● **Extrait du texte**
+---+

Leçon de Rainer Maria Rilke pour le Nouvel An
29/12/2009
Ce passage d'une année à l'autre a toujours suscité en moi interrogations et perplexité. Que retenir de cette année qu'on a vécue et qu'on ne vivra plus ? Qu'y avons-nous semé qui pourrait encore donner des récoltes ? Et quels investissements de notre énergie et de notre capacité d'aimer choisir maintenant, pour faire de l'année qui approche une histoire que nous apprécierons d'avoir vécu ?
Ces derniers jours d'un calendrier ramènent souvent avec eux nos sujets récurrents d'insatisfaction. Ils peuvent être futiles ou profonds mais ils nous donnent l'envie d'introduire des changements dans notre vie. D'où les « bonnes résolutions ». Je ne crois pas beaucoup à ces engagements, du moins quand on les prend comme cela, au débotté d'un Premier de l'an. En revanche, je crois au questionnement. Le questionnement, pourvu que ne l'émousse pas la peur de ce qu'il pourrait révéler, est le moyen d'atteindre cette source précieuse que Paul Diel appelle la motivation essentielle. Il est le moyen d'atteindre les forces vives de notre âme. Alors, tiré des Lettres à un jeune poète[1], et de même qu'il m'a été offert voici quelques semaines, je vous offre à mon tour ce texte très opportun de Rainer Maria Rilke :
« Efforcez-vous d'aimer vos questions elles-mêmes, chacune comme une pièce qui vous serait fermée, comme un livre écrit dans une langue étrangère. Ne cherchez pas pour le moment des réponses qui ne peuvent vous être apportées, parce que vous ne sauriez pas les mettre en pratique, les « vivre ». Et il s'agit précisément de tout vivre. Ne vivez pour l'instant que vos questions. Peut-être, simplement en les vivant, finirez-vous par entrer insensiblement, un jour, dans les réponses. Il se peut que vous portiez en vous le don de former, le don de créer, mode de vie particulièrement heureux et pur. Poursuivez en ce sens, - mais, surtout, confiez-vous à ce qui vient. »
[1] Traduction de Marc B. de Launey, éditions Gallimard
5 commentaires
Merci Thierry de nous avoir transmis cette réflexion autour de l'oeuvre de Rainer Maria Rilke, à l'aube de cette année nouvelle.
Pour faire le bilan de l'année, Rainer Maria Rilke pourrait aussi nous inviter à écrire ce que nous avons retenu de l'année 2009.

+---+

● **Informations extraites**
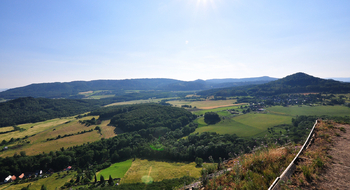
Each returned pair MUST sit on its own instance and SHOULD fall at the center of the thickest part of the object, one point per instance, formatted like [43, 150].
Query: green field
[221, 111]
[244, 125]
[156, 100]
[157, 171]
[116, 170]
[207, 104]
[310, 110]
[51, 129]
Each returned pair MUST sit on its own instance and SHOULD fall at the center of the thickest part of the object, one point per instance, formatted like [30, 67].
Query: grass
[34, 128]
[4, 129]
[220, 111]
[254, 171]
[316, 157]
[208, 104]
[159, 170]
[246, 125]
[53, 128]
[116, 170]
[51, 182]
[310, 110]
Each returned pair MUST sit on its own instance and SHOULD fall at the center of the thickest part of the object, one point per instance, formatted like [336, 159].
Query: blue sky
[58, 41]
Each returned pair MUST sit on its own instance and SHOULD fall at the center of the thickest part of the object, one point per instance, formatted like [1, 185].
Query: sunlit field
[158, 170]
[310, 110]
[52, 129]
[244, 125]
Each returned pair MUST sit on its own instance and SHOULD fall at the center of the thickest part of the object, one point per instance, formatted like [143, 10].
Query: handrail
[292, 166]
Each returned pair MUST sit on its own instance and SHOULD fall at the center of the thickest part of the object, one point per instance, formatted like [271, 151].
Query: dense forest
[141, 144]
[296, 83]
[30, 110]
[118, 87]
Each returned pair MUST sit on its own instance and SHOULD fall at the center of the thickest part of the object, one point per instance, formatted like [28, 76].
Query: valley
[156, 140]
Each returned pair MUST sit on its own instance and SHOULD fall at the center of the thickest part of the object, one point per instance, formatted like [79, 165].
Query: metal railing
[292, 166]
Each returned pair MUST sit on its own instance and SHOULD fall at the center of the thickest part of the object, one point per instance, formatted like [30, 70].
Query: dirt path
[337, 176]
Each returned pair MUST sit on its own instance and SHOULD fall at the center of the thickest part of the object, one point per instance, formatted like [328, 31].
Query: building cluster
[31, 175]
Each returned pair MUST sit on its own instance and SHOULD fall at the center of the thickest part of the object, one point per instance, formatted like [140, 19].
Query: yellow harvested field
[4, 129]
[87, 92]
[37, 148]
[207, 104]
[158, 170]
[136, 102]
[33, 128]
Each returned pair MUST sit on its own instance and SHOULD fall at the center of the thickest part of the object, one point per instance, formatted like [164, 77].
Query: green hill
[296, 83]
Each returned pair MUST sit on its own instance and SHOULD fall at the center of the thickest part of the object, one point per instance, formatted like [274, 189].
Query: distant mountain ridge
[296, 83]
[72, 89]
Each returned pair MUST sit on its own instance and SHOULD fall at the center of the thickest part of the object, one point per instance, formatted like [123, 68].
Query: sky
[69, 40]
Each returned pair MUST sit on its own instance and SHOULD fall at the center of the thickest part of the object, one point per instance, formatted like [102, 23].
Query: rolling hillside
[76, 89]
[296, 83]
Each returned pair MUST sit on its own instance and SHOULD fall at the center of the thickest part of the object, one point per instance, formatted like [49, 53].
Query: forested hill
[30, 110]
[72, 89]
[67, 89]
[296, 83]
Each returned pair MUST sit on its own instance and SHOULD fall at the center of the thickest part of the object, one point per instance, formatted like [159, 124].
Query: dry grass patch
[4, 129]
[207, 104]
[33, 149]
[158, 170]
[39, 143]
[33, 128]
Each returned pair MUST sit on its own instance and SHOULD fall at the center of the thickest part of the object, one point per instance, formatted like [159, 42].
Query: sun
[206, 3]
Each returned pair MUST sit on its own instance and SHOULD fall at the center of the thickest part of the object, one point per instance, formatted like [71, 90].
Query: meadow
[246, 125]
[116, 170]
[51, 129]
[310, 110]
[156, 100]
[206, 104]
[151, 170]
[222, 111]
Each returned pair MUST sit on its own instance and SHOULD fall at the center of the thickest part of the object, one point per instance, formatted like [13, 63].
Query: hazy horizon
[63, 41]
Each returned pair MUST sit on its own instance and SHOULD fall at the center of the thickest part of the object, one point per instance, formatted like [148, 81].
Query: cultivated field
[141, 169]
[310, 110]
[51, 129]
[221, 111]
[4, 129]
[52, 182]
[207, 104]
[156, 100]
[246, 125]
[116, 170]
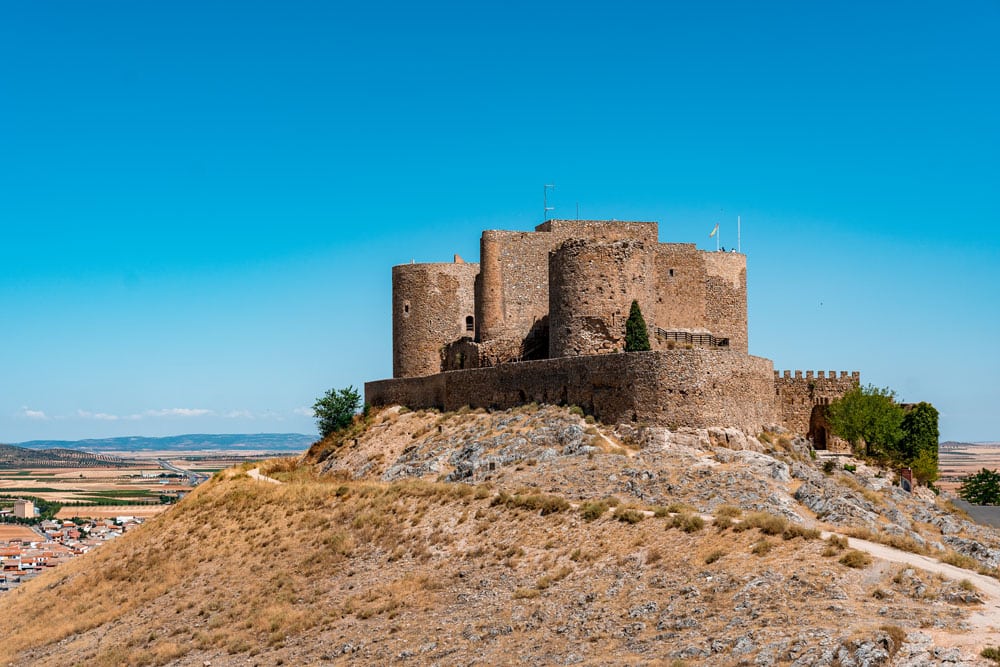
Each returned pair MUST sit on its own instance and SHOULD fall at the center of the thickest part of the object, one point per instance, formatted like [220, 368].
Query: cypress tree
[636, 334]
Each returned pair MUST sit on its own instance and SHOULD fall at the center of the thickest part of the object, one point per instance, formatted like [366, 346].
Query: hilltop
[529, 536]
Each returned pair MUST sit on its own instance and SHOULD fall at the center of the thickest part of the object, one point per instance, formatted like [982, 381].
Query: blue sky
[200, 202]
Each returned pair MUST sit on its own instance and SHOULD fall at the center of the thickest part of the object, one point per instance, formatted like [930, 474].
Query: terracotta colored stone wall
[680, 275]
[726, 297]
[695, 388]
[430, 304]
[591, 287]
[514, 286]
[798, 394]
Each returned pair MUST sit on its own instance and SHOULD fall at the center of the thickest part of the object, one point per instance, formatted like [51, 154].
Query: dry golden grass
[269, 572]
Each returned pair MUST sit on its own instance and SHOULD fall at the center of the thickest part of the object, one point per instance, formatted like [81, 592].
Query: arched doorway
[819, 428]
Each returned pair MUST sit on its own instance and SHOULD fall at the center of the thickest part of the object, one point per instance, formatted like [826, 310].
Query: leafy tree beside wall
[919, 443]
[335, 410]
[636, 333]
[875, 425]
[869, 418]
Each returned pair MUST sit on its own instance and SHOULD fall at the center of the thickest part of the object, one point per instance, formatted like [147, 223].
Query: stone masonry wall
[513, 290]
[591, 286]
[430, 307]
[797, 395]
[680, 277]
[726, 297]
[694, 388]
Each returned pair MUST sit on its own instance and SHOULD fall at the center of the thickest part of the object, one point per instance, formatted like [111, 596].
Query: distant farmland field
[957, 461]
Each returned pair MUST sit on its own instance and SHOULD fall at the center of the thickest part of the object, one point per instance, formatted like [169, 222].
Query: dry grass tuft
[768, 524]
[856, 559]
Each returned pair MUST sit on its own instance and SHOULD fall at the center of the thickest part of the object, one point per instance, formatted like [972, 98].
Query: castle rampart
[801, 401]
[695, 388]
[591, 286]
[432, 305]
[542, 318]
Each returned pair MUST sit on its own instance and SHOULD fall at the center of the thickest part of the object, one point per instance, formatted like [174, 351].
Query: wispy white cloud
[105, 416]
[28, 413]
[179, 412]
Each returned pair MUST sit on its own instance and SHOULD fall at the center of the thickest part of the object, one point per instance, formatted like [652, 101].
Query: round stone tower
[432, 305]
[591, 286]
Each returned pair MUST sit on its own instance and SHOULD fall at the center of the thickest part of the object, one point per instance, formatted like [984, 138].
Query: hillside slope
[522, 537]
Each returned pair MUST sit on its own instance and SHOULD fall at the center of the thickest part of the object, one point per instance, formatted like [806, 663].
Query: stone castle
[542, 317]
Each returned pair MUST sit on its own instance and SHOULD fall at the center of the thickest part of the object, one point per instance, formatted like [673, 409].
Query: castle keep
[542, 317]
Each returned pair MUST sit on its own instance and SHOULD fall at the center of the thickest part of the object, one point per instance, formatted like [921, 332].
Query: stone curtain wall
[695, 388]
[514, 286]
[430, 304]
[591, 287]
[797, 395]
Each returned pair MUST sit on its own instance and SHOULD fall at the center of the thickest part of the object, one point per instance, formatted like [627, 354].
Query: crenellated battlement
[542, 318]
[819, 375]
[802, 397]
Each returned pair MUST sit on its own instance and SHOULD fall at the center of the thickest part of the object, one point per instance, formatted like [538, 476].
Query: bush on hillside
[335, 409]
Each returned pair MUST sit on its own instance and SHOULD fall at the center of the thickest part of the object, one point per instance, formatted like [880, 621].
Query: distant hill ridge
[951, 444]
[12, 456]
[251, 441]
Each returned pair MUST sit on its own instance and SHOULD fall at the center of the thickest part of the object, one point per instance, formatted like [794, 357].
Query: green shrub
[728, 510]
[688, 522]
[794, 530]
[769, 524]
[593, 510]
[629, 514]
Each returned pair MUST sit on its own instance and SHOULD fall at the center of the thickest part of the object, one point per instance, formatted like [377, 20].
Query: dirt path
[985, 620]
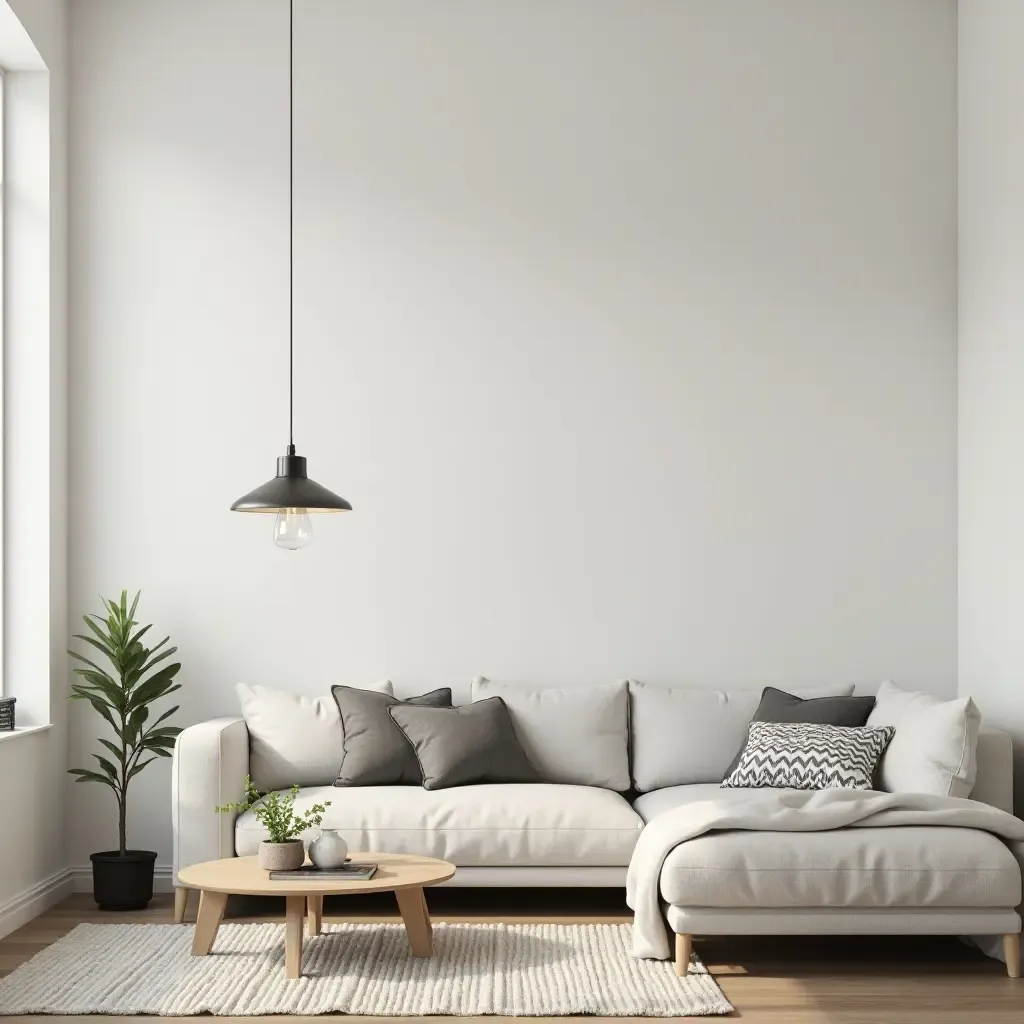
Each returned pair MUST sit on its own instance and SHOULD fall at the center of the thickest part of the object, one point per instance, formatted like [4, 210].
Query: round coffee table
[406, 876]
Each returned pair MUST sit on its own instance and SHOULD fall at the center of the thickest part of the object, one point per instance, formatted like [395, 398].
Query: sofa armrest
[211, 761]
[994, 781]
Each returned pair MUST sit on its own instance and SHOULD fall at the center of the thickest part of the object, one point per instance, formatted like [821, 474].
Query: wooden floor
[888, 980]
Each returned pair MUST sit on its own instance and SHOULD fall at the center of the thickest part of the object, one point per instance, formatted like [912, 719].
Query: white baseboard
[163, 879]
[34, 901]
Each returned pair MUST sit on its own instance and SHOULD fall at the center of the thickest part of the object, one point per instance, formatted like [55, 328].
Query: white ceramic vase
[329, 850]
[281, 856]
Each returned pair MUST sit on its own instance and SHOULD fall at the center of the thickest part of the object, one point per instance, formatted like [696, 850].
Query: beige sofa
[848, 881]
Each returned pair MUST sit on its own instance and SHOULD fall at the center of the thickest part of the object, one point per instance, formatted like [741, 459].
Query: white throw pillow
[934, 749]
[577, 735]
[293, 739]
[682, 735]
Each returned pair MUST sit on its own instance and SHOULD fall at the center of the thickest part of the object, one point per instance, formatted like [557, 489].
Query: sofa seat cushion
[494, 825]
[649, 804]
[893, 866]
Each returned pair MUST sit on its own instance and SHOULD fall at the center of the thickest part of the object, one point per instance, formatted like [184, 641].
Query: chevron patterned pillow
[801, 756]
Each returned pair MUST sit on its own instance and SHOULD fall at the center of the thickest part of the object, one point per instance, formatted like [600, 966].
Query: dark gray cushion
[779, 707]
[463, 745]
[375, 751]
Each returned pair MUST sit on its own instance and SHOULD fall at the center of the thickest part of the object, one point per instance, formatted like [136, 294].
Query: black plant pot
[123, 883]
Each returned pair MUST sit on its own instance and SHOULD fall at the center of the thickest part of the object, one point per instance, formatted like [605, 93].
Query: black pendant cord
[291, 227]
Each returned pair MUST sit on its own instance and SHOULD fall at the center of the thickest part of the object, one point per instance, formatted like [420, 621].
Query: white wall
[991, 365]
[629, 330]
[33, 850]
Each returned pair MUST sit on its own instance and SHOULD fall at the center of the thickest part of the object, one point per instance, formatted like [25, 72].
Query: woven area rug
[516, 970]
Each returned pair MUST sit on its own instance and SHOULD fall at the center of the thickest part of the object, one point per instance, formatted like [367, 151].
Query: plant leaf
[139, 767]
[116, 751]
[99, 646]
[156, 686]
[166, 715]
[90, 776]
[107, 766]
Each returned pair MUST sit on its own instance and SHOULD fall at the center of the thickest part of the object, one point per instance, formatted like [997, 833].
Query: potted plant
[122, 879]
[275, 811]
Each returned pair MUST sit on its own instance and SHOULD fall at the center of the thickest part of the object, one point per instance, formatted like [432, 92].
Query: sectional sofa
[613, 757]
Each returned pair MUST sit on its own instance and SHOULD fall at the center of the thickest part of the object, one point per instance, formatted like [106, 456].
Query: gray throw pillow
[777, 706]
[375, 752]
[464, 745]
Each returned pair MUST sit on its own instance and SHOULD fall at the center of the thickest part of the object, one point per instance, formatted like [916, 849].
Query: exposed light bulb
[292, 529]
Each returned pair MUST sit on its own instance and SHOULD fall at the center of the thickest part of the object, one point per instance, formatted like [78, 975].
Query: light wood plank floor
[887, 980]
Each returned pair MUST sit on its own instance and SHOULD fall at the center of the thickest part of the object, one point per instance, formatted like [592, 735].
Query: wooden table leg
[295, 907]
[413, 905]
[180, 903]
[211, 911]
[314, 914]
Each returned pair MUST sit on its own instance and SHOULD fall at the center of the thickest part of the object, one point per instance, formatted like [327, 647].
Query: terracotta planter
[281, 856]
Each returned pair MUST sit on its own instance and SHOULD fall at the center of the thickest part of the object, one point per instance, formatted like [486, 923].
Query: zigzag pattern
[801, 756]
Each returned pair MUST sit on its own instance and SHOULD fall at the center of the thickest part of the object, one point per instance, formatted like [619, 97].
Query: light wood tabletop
[216, 880]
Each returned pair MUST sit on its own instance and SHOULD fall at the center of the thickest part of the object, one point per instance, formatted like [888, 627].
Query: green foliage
[123, 697]
[275, 812]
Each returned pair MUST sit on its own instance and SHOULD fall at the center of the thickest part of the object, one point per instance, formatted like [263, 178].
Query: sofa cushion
[777, 706]
[681, 735]
[293, 739]
[648, 805]
[467, 745]
[473, 825]
[375, 752]
[935, 744]
[807, 756]
[577, 735]
[905, 866]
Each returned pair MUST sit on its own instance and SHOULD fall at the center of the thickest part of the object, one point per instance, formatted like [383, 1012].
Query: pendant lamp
[291, 495]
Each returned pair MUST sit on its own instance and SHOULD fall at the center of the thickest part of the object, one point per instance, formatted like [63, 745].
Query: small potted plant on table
[284, 850]
[122, 879]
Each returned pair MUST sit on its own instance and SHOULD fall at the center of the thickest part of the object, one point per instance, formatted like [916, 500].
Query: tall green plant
[124, 696]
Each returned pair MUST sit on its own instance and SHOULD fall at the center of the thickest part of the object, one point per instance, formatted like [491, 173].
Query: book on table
[347, 872]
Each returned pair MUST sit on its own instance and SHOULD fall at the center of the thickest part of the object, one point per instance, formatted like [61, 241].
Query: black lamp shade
[291, 488]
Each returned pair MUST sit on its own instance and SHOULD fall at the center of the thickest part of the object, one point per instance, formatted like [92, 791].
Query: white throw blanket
[786, 810]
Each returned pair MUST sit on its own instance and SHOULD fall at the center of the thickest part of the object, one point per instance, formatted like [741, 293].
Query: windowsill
[23, 730]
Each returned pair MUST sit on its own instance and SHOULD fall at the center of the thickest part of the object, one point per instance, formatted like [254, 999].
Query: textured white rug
[518, 970]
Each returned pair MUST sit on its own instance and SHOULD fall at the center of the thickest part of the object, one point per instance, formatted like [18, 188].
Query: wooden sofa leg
[684, 944]
[1012, 953]
[180, 903]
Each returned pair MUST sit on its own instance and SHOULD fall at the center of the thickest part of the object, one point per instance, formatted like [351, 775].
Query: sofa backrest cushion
[934, 749]
[994, 782]
[293, 739]
[681, 735]
[576, 735]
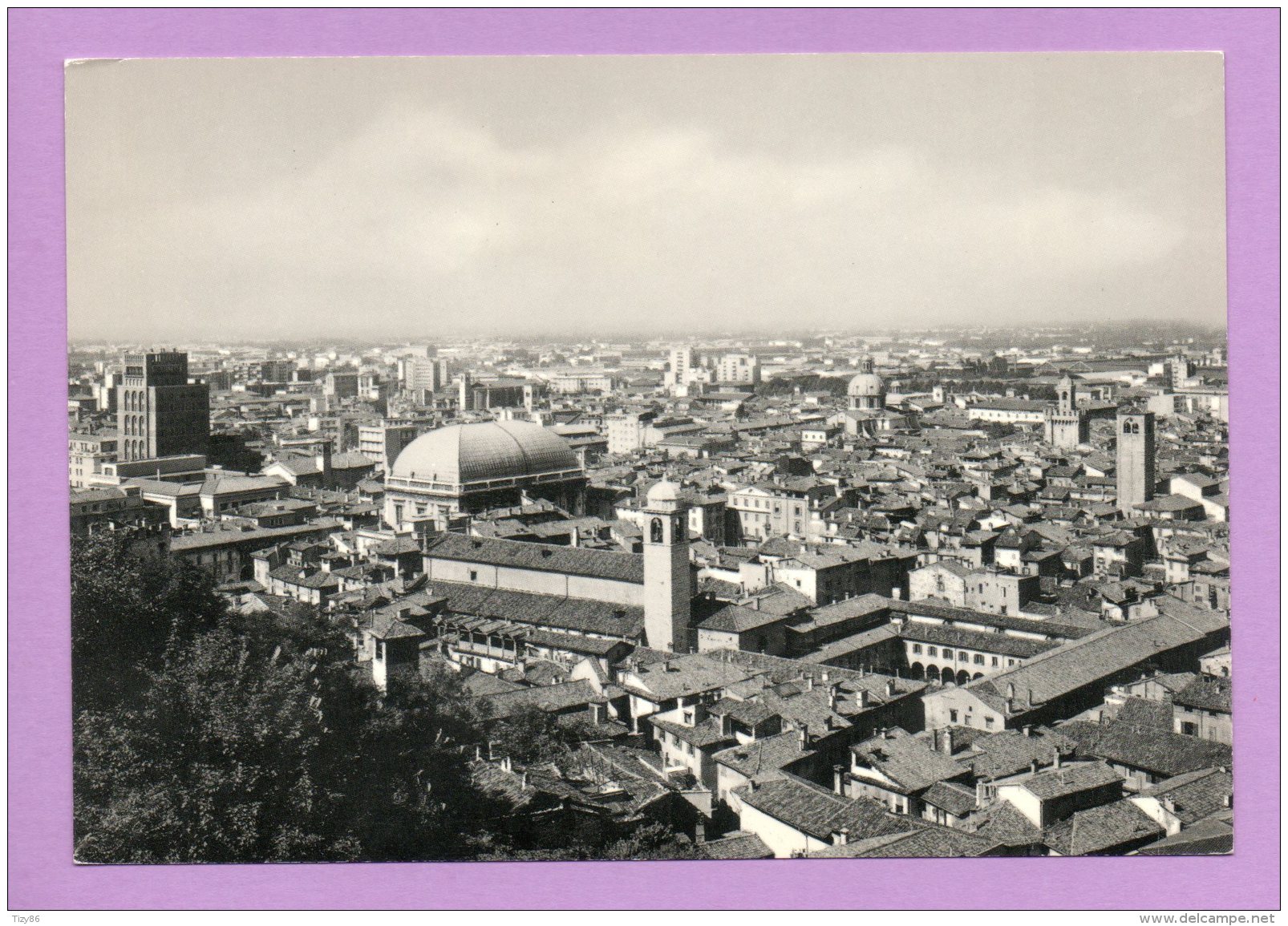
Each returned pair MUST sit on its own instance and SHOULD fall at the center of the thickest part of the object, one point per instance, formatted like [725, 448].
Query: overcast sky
[383, 197]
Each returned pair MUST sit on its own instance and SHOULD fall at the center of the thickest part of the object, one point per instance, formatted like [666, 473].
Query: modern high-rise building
[741, 369]
[1135, 473]
[159, 412]
[423, 373]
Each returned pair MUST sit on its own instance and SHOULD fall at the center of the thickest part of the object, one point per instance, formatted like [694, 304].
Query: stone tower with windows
[1067, 425]
[1135, 459]
[667, 576]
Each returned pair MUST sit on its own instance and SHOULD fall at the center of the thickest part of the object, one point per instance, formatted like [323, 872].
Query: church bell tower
[667, 576]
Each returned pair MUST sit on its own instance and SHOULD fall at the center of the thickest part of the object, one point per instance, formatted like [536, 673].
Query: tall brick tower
[1065, 425]
[157, 411]
[667, 576]
[1135, 459]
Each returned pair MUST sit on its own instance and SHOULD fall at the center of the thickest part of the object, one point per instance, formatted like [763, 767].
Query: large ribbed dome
[866, 384]
[491, 450]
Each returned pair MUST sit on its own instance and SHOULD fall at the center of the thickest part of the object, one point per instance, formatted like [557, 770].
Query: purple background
[40, 870]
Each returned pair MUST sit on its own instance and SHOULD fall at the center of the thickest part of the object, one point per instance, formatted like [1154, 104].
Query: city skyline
[389, 197]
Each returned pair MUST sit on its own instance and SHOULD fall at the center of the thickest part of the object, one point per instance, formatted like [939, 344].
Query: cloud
[424, 219]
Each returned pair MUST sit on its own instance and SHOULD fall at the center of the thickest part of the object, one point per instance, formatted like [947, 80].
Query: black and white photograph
[648, 458]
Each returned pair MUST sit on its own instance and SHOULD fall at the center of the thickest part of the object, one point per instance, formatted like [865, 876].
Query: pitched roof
[737, 618]
[1096, 656]
[943, 843]
[820, 813]
[956, 799]
[1206, 693]
[548, 698]
[1100, 830]
[763, 755]
[905, 760]
[735, 845]
[680, 675]
[576, 615]
[621, 567]
[1149, 749]
[1069, 779]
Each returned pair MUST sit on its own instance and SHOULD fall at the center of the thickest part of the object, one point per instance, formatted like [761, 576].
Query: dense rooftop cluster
[922, 598]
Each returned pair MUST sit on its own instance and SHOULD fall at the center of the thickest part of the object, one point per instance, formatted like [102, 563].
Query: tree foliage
[210, 736]
[131, 611]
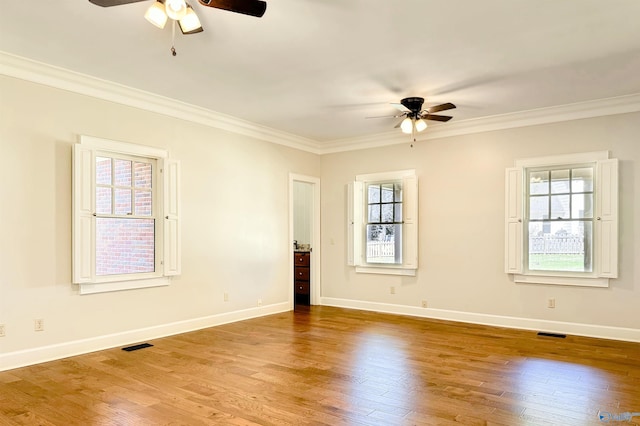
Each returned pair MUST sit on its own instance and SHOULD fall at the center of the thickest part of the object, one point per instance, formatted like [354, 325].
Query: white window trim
[356, 220]
[168, 235]
[605, 225]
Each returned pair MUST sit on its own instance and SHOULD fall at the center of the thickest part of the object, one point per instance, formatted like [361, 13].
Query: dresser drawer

+---+

● **Énoncé**
Dans l'extrait consacré à Rilke, de quel ouvrage provient le passage cité entre guillemets ?

● **Réponse**
Des Lettres à un jeune poète.